• Extrait choisi:
****
Klemperer est l'homme de tous les contrastes. Géant physique -il mesure près de deux mètres - il impose sa carrure et sa prestance au pupitre. Les témoignages vidéos qui nous sont parvenus, filmés alors qu’il était âgé et diminué par de graves ennuis de santé, présentent un aspect monolithique intimidant et une grande économie des gestes, mais Otto Klemperer fut au début de sa carrière un chef totalement engagé qui galvanise les artistes par son charisme, son magnétisme et son regard de braise ; un chef presque possédé qui tirait milles nuances des orchestres qu’il dirigeait, imposant des lectures reconnues comme très personnelles et objectives.

Né à Breslau en 1885, ville alors prussienne, il s’installe avec ses parents à Hambourg dans le quartier juif, où il reçoit ses premières leçons de musique. Assez doué, le jeune garçon décide de s’orienter vers la carrière de musicien professionnel avec en ligne de mire une carrière de pianiste. Il prend des cours à Hambourg, puis à Francfort et Berlin. Dans la capitale prussienne, il étudie la composition et la direction avec Hans Pfitzner avec lequel il entretiendra une étrange relation faite d'admiration et de rejet.
****
• Objectif a:
Recopiez tel quel le passage des enregistrements qui commence par la ligne contenant « Indicate the hill. » et se termine par la ligne contenant « column 955, row 766 », ces deux lignes comprises.

Données d'étiquetage par coordonnées:
****
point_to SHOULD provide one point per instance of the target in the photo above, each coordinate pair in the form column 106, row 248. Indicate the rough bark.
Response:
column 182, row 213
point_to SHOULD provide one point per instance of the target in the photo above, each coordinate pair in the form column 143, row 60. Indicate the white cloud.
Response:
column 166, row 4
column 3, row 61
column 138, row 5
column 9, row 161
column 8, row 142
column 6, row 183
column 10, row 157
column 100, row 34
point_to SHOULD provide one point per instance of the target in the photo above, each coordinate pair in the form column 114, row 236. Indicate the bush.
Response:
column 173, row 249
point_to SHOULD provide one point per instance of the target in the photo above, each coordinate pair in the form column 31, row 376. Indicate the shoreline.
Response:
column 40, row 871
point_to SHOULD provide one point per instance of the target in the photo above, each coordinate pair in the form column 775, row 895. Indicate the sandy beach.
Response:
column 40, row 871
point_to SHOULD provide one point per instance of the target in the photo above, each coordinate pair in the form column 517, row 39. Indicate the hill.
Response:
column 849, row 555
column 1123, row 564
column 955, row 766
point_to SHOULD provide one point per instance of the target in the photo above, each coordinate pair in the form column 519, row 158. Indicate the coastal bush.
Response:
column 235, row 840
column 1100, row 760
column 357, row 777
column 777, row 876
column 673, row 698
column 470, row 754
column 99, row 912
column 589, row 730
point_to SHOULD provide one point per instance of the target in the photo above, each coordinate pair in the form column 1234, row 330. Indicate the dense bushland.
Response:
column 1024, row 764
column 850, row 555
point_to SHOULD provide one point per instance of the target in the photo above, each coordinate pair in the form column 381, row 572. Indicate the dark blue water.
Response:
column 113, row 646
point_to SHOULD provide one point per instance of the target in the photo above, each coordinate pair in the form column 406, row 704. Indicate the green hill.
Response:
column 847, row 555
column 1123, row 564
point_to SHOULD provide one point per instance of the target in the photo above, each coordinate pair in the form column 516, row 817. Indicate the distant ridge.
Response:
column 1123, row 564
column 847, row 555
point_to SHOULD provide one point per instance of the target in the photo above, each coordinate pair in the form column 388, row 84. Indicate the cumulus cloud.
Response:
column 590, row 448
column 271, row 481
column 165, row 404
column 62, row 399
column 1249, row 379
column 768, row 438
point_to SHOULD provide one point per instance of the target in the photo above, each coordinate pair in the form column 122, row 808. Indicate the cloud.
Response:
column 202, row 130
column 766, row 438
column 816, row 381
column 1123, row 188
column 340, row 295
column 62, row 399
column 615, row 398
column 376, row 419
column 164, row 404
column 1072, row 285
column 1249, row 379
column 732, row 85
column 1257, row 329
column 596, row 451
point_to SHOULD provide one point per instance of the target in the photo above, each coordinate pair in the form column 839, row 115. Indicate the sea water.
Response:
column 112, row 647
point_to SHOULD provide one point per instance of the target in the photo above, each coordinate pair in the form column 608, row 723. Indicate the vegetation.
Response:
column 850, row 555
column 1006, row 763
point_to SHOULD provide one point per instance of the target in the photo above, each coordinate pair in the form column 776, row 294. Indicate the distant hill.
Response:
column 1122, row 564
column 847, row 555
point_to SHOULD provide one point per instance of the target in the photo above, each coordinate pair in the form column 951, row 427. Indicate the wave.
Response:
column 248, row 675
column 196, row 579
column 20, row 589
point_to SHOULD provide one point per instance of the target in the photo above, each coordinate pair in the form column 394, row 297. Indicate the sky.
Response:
****
• Objectif b:
Veuillez traduire en anglais cette phrase de l'extrait sur Otto Klemperer : « Il prend des cours à Hambourg, puis à Francfort et Berlin. »

• Réponse a:
point_to SHOULD provide one point per instance of the target in the photo above, each coordinate pair in the form column 517, row 39. Indicate the hill.
Response:
column 849, row 555
column 1123, row 564
column 955, row 766

• Réponse b:
He takes lessons in Hamburg, then in Frankfurt and Berlin.